## What is required
Copy out the data below, all of it, exactly.

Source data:
......

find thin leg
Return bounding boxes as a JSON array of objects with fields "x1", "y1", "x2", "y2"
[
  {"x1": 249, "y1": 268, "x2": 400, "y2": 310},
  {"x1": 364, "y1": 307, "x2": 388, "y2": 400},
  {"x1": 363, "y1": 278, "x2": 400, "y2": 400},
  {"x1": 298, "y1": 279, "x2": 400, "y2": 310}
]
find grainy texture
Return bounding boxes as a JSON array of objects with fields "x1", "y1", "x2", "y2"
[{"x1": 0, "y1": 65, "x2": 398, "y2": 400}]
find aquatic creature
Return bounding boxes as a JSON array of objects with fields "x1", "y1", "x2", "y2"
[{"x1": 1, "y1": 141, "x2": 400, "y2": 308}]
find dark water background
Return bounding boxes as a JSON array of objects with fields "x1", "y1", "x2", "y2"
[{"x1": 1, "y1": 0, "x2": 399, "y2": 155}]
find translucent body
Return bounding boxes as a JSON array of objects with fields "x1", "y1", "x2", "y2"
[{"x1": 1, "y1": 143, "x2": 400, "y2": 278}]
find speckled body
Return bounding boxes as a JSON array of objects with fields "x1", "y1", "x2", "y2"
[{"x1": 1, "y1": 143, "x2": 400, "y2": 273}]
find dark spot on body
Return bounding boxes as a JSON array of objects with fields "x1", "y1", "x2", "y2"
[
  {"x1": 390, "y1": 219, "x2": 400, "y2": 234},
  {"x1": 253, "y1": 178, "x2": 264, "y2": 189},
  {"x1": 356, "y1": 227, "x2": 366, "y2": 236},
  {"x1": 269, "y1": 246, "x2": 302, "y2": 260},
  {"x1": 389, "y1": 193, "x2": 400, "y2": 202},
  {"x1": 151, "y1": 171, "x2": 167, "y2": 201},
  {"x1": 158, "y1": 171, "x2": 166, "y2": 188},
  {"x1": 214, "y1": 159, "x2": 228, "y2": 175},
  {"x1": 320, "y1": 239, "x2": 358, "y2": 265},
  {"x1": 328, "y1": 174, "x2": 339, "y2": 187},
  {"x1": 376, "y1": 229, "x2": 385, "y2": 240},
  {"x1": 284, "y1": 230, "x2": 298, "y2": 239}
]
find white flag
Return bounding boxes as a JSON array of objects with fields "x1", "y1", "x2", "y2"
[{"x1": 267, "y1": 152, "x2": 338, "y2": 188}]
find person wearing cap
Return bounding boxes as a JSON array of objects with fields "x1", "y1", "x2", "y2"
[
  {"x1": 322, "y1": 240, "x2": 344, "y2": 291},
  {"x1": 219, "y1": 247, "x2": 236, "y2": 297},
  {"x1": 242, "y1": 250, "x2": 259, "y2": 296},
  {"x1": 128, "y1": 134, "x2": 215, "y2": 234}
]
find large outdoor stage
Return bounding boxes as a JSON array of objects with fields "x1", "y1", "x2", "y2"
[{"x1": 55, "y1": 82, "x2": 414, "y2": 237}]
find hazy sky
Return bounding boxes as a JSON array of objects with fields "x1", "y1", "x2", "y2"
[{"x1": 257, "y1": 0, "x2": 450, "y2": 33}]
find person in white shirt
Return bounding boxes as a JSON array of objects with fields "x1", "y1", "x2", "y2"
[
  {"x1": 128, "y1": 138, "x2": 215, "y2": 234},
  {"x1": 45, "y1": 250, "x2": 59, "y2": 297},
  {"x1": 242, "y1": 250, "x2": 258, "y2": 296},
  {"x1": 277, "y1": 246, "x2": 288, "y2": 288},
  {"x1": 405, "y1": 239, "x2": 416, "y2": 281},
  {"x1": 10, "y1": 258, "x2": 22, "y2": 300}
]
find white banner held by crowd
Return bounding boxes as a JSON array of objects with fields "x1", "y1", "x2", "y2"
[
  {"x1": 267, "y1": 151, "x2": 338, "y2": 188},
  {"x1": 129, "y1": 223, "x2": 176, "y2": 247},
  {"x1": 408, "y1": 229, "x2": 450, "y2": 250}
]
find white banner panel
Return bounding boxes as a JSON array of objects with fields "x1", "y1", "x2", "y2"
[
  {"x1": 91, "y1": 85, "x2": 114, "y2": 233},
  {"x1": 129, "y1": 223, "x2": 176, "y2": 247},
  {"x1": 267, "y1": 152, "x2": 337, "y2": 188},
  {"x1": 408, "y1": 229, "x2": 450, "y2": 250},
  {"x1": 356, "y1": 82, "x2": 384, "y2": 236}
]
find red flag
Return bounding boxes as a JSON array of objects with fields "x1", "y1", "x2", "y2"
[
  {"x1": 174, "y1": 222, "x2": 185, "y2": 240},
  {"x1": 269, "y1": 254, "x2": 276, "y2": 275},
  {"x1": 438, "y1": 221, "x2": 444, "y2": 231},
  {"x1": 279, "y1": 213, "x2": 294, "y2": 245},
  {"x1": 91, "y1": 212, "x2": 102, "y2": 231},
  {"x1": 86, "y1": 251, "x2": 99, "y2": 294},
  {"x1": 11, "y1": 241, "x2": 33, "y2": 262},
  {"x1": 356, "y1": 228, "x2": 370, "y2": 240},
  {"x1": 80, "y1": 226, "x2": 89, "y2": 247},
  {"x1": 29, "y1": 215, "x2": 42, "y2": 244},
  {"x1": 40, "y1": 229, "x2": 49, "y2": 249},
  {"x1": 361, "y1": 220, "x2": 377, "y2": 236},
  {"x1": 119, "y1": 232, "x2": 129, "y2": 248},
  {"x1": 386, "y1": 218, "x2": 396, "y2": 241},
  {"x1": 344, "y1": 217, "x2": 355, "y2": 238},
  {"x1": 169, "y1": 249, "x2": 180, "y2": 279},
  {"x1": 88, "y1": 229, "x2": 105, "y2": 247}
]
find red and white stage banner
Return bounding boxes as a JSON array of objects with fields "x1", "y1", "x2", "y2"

......

## Result for this exercise
find thin leg
Return bounding boxes as a JSON array of objects with fields "x1", "y1", "x2", "y2"
[
  {"x1": 249, "y1": 268, "x2": 400, "y2": 310},
  {"x1": 364, "y1": 307, "x2": 388, "y2": 400},
  {"x1": 363, "y1": 278, "x2": 400, "y2": 400},
  {"x1": 298, "y1": 279, "x2": 400, "y2": 310}
]
find grainy texture
Return bounding boxes as a JSON array of objects with fields "x1", "y1", "x2", "y2"
[{"x1": 0, "y1": 65, "x2": 398, "y2": 400}]
find aquatic creature
Return bounding boxes as a JSON array of objects with fields "x1", "y1", "x2", "y2"
[{"x1": 1, "y1": 141, "x2": 400, "y2": 308}]
find dark water background
Return bounding boxes as a JSON array of objects with fields "x1", "y1", "x2", "y2"
[{"x1": 1, "y1": 0, "x2": 399, "y2": 155}]
find translucent body
Return bounding boxes as a JSON array of objects with fields "x1", "y1", "x2", "y2"
[{"x1": 1, "y1": 143, "x2": 400, "y2": 278}]
find speckled body
Return bounding boxes as a JSON array of objects with fields "x1", "y1", "x2", "y2"
[{"x1": 1, "y1": 143, "x2": 400, "y2": 273}]
find dark spot on body
Return bounding boxes as a JSON array of objects with fields "x1", "y1", "x2", "y2"
[
  {"x1": 390, "y1": 219, "x2": 400, "y2": 234},
  {"x1": 253, "y1": 178, "x2": 264, "y2": 189},
  {"x1": 356, "y1": 227, "x2": 366, "y2": 236},
  {"x1": 269, "y1": 246, "x2": 302, "y2": 260},
  {"x1": 389, "y1": 193, "x2": 400, "y2": 202},
  {"x1": 151, "y1": 171, "x2": 167, "y2": 201},
  {"x1": 158, "y1": 171, "x2": 166, "y2": 188},
  {"x1": 214, "y1": 159, "x2": 228, "y2": 175},
  {"x1": 320, "y1": 239, "x2": 358, "y2": 265},
  {"x1": 328, "y1": 174, "x2": 339, "y2": 187},
  {"x1": 376, "y1": 229, "x2": 385, "y2": 240},
  {"x1": 284, "y1": 230, "x2": 298, "y2": 239}
]
find white flag
Return bounding boxes as a JSON array of objects with fields "x1", "y1", "x2", "y2"
[{"x1": 267, "y1": 152, "x2": 338, "y2": 188}]
find person wearing cap
Return bounding boxes as a JSON array of objects with fields "x1", "y1", "x2", "y2"
[
  {"x1": 322, "y1": 240, "x2": 344, "y2": 291},
  {"x1": 219, "y1": 247, "x2": 236, "y2": 297},
  {"x1": 242, "y1": 250, "x2": 259, "y2": 296},
  {"x1": 128, "y1": 134, "x2": 215, "y2": 234}
]
find large outdoor stage
Return bounding boxes as a JSON array of objects with fields "x1", "y1", "x2", "y2"
[{"x1": 55, "y1": 82, "x2": 414, "y2": 237}]
find hazy sky
Return bounding boxes as a JSON array of objects with fields "x1", "y1", "x2", "y2"
[{"x1": 257, "y1": 0, "x2": 450, "y2": 33}]
find person in white shirt
Return bounding boxes as a JSON array of objects with fields "x1", "y1", "x2", "y2"
[
  {"x1": 128, "y1": 138, "x2": 215, "y2": 234},
  {"x1": 45, "y1": 250, "x2": 59, "y2": 297},
  {"x1": 242, "y1": 250, "x2": 258, "y2": 296},
  {"x1": 277, "y1": 246, "x2": 288, "y2": 288},
  {"x1": 405, "y1": 239, "x2": 416, "y2": 281},
  {"x1": 10, "y1": 258, "x2": 22, "y2": 300}
]
find white banner held by crowd
Return bounding boxes as a JSON array of objects with fields "x1", "y1", "x2", "y2"
[
  {"x1": 267, "y1": 151, "x2": 338, "y2": 188},
  {"x1": 129, "y1": 223, "x2": 176, "y2": 247},
  {"x1": 408, "y1": 229, "x2": 450, "y2": 250}
]
find white banner panel
Return bounding boxes as a JSON array of objects with fields "x1", "y1", "x2", "y2"
[
  {"x1": 91, "y1": 85, "x2": 114, "y2": 233},
  {"x1": 129, "y1": 223, "x2": 176, "y2": 247},
  {"x1": 267, "y1": 152, "x2": 337, "y2": 188},
  {"x1": 408, "y1": 229, "x2": 450, "y2": 250},
  {"x1": 356, "y1": 82, "x2": 384, "y2": 236}
]
find red flag
Return bounding boxes as a JSON array of objects with fields "x1", "y1", "x2", "y2"
[
  {"x1": 174, "y1": 222, "x2": 185, "y2": 240},
  {"x1": 269, "y1": 254, "x2": 276, "y2": 275},
  {"x1": 438, "y1": 221, "x2": 444, "y2": 231},
  {"x1": 279, "y1": 213, "x2": 294, "y2": 245},
  {"x1": 91, "y1": 212, "x2": 102, "y2": 231},
  {"x1": 86, "y1": 251, "x2": 99, "y2": 294},
  {"x1": 11, "y1": 241, "x2": 33, "y2": 262},
  {"x1": 356, "y1": 228, "x2": 370, "y2": 240},
  {"x1": 80, "y1": 226, "x2": 89, "y2": 247},
  {"x1": 29, "y1": 215, "x2": 42, "y2": 244},
  {"x1": 40, "y1": 229, "x2": 49, "y2": 249},
  {"x1": 361, "y1": 220, "x2": 377, "y2": 236},
  {"x1": 119, "y1": 232, "x2": 129, "y2": 248},
  {"x1": 386, "y1": 218, "x2": 396, "y2": 241},
  {"x1": 344, "y1": 217, "x2": 355, "y2": 238},
  {"x1": 169, "y1": 249, "x2": 180, "y2": 279},
  {"x1": 88, "y1": 229, "x2": 105, "y2": 247}
]
find red and white stage banner
Return bounding boxes as a JSON array of objects with fields "x1", "y1", "x2", "y2"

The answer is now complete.